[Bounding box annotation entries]

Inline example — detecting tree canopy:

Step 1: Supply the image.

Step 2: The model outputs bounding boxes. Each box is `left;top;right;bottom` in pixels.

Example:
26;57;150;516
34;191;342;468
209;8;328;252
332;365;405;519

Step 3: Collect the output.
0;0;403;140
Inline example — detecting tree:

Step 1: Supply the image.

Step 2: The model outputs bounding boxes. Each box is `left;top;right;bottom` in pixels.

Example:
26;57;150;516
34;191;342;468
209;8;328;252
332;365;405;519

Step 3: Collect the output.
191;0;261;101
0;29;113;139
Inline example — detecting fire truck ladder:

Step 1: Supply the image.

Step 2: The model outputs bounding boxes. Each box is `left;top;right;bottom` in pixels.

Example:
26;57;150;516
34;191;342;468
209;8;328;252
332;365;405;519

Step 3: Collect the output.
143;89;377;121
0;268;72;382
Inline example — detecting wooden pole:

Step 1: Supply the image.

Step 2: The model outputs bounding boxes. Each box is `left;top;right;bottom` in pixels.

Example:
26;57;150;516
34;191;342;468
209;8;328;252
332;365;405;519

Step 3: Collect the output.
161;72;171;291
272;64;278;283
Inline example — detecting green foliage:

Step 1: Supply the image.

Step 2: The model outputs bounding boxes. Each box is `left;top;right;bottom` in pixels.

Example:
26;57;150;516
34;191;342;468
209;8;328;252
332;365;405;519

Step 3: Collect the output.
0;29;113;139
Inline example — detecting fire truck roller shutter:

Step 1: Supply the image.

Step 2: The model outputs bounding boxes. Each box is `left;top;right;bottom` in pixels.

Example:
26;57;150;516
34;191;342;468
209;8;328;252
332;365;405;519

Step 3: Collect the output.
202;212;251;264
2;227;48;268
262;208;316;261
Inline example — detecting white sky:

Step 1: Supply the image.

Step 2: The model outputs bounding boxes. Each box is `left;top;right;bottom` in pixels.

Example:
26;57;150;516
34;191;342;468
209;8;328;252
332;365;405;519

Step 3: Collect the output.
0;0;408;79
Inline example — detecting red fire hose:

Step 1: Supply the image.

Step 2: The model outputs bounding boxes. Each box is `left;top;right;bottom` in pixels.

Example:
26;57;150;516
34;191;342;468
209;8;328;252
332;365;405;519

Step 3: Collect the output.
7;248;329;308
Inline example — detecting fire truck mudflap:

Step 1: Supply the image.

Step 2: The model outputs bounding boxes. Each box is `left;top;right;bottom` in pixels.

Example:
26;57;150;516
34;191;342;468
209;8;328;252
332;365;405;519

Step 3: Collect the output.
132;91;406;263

**WHAT IS EXPECTED:** Please change "Collect the output" to "Gather the output" throughout the data above and write it all out again, leaving everything else as it is.

**SOLUTION:**
Inline example — detecting tree canopy:

Step 1: Supply the image.

Step 2: The model outputs bounding boxes. Each box is `left;top;right;bottom` in pixels.

Example:
26;57;150;516
34;191;342;468
209;8;328;252
332;365;405;519

Step 3: Gather the output.
0;0;403;140
Inline example — detecting tree:

Step 1: Supply the image.

Step 2: The model outputs bounding boxes. Each box is `left;top;right;bottom` in pixels.

Example:
26;57;150;516
34;191;342;468
209;8;328;252
332;365;405;519

Step 3: Gather the output.
191;0;261;101
0;29;113;139
Inline example — detecting fire truck ladder:

Step 1: Supply the image.

Step 2: The model outputs bounding boxes. Each box is `left;top;right;bottom` in pixels.

Example:
26;57;150;516
34;191;342;468
209;8;328;252
332;365;405;519

Step 3: Gather the output.
143;89;377;121
0;268;72;382
Inline example — detecting wooden pole:

Step 1: Supply the image.

Step 2: The model outputs bounding boxes. Each box is `left;top;right;bottom` in pixels.

Example:
26;57;150;516
34;191;342;468
209;8;328;252
332;365;405;519

Step 3: Gather the output.
161;72;171;291
272;64;278;283
Inline example — detecting green foliage:

Step 1: Supply the image.

Step 2: The model outputs bounding boxes. Each box is `left;top;right;bottom` in pixels.

Example:
26;57;150;516
34;191;342;468
209;8;328;252
332;365;405;519

Step 3: Gather the output.
0;29;113;139
Inline example — detecting fire truck roller shutter:

Step 1: Supply the image.

Step 2: The model outputs bounding boxes. Each box is `left;top;right;bottom` in pixels.

Example:
26;57;150;516
34;191;342;468
209;8;328;252
332;365;405;519

Step 3: Gather the output.
202;212;251;264
2;227;48;268
262;208;316;261
Inline example — detecting white sky:

Step 1: Supply the image.

Step 2: The model outputs bounding boxes. Each box is `left;top;right;bottom` in pixels.

Example:
26;57;150;516
34;191;342;468
209;8;328;252
332;365;405;519

Step 3: Gather the output.
0;0;408;79
Inline example — detecting red fire hose:

Step 1: Supply the image.

Step 2: The model outputs bounding boxes. Each box is `left;top;right;bottom` in pixels.

Example:
26;57;150;516
34;191;342;468
209;8;328;252
332;365;405;519

Step 3: Gather the output.
7;248;329;308
Inline example — detecting fire truck mudflap:

Step 1: Supply the image.

Step 2: The model outputs bounding boxes. Each box is `left;top;right;bottom` in pixels.

Example:
26;57;150;516
34;191;342;468
209;8;328;252
332;365;405;519

Step 3: Gather the output.
132;91;406;263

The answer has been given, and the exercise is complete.